▸ **Given task**
Take the line that has "Question. The photo above holds the yellow tree." in it and every line after it to the end of the entries, and reproduce them exactly.

>> Begin The input

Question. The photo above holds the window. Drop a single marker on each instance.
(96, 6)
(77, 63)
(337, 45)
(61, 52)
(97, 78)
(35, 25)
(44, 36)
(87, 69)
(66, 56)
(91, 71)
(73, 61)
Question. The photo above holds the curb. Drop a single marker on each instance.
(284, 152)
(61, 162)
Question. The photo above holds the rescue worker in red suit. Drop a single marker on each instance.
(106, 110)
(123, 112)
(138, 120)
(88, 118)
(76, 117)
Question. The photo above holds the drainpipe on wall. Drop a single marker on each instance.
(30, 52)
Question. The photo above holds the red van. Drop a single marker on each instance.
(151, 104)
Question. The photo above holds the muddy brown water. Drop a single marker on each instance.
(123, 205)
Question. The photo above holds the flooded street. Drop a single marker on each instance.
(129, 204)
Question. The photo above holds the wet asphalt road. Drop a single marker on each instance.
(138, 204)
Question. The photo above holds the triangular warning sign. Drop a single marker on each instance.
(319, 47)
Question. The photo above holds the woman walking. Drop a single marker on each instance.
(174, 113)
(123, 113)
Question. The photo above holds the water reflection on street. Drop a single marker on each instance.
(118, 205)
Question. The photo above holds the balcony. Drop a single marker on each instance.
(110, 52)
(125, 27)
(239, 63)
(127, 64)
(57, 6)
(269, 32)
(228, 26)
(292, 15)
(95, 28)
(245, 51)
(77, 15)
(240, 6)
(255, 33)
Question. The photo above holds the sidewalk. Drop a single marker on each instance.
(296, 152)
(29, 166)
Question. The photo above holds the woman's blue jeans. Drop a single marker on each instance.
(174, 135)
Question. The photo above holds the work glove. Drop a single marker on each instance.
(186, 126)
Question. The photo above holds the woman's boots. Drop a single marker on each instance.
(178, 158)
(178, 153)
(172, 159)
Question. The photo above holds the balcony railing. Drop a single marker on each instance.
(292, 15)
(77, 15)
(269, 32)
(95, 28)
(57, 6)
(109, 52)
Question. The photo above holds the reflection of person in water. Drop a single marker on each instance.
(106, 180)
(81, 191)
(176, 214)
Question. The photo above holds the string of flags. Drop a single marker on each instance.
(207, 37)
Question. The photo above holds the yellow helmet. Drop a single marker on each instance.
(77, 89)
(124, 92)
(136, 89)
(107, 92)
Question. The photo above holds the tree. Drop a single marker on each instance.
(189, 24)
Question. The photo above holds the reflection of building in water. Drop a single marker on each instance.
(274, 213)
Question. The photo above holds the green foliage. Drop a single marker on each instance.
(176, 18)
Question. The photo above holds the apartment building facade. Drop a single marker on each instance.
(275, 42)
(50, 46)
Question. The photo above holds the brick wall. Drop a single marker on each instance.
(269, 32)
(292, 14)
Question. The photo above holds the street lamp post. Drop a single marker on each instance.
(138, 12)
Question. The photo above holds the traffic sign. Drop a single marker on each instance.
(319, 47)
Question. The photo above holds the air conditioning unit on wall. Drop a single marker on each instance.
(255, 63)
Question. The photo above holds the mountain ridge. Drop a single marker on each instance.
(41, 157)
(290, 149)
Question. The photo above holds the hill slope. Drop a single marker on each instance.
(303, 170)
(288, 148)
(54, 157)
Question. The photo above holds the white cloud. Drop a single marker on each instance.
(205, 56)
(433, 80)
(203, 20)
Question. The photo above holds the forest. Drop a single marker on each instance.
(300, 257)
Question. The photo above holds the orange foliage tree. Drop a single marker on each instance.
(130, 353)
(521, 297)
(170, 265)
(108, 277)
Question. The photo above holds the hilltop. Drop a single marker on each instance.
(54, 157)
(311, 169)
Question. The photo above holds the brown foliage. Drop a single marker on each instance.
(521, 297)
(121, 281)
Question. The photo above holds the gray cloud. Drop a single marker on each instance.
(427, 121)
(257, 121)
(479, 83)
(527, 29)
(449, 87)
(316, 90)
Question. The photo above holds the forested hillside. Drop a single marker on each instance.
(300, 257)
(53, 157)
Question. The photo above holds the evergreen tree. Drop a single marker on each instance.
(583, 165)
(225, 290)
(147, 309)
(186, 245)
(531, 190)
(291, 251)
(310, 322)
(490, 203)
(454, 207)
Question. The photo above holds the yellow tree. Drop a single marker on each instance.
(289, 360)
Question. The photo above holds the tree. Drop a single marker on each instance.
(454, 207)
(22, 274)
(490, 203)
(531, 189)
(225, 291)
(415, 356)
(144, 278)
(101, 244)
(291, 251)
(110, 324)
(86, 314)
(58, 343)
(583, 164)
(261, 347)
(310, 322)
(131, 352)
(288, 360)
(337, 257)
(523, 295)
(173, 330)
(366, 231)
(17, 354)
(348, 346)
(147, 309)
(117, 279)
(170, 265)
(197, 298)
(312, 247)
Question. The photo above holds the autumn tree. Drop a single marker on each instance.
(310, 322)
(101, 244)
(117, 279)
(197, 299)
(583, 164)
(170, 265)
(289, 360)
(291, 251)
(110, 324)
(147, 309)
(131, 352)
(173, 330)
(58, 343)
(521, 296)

>> End The input

▸ **Solution to this exercise**
Question. The photo above holds the yellow tree. Drop a single marker on each instance.
(289, 360)
Question. The photo above holds the tree. Drop a single marker on each instance.
(454, 207)
(22, 274)
(490, 203)
(531, 189)
(225, 291)
(415, 356)
(144, 278)
(101, 244)
(291, 251)
(110, 324)
(86, 314)
(58, 343)
(583, 164)
(261, 347)
(310, 322)
(131, 352)
(288, 360)
(337, 257)
(523, 295)
(173, 330)
(366, 231)
(17, 354)
(348, 346)
(147, 309)
(117, 279)
(170, 265)
(197, 298)
(312, 247)
Question. The photo above holds the autumn tree. Drop a single marker on each instance.
(310, 322)
(101, 244)
(117, 279)
(197, 299)
(583, 164)
(170, 265)
(289, 360)
(291, 251)
(110, 324)
(147, 309)
(131, 352)
(173, 330)
(58, 343)
(521, 296)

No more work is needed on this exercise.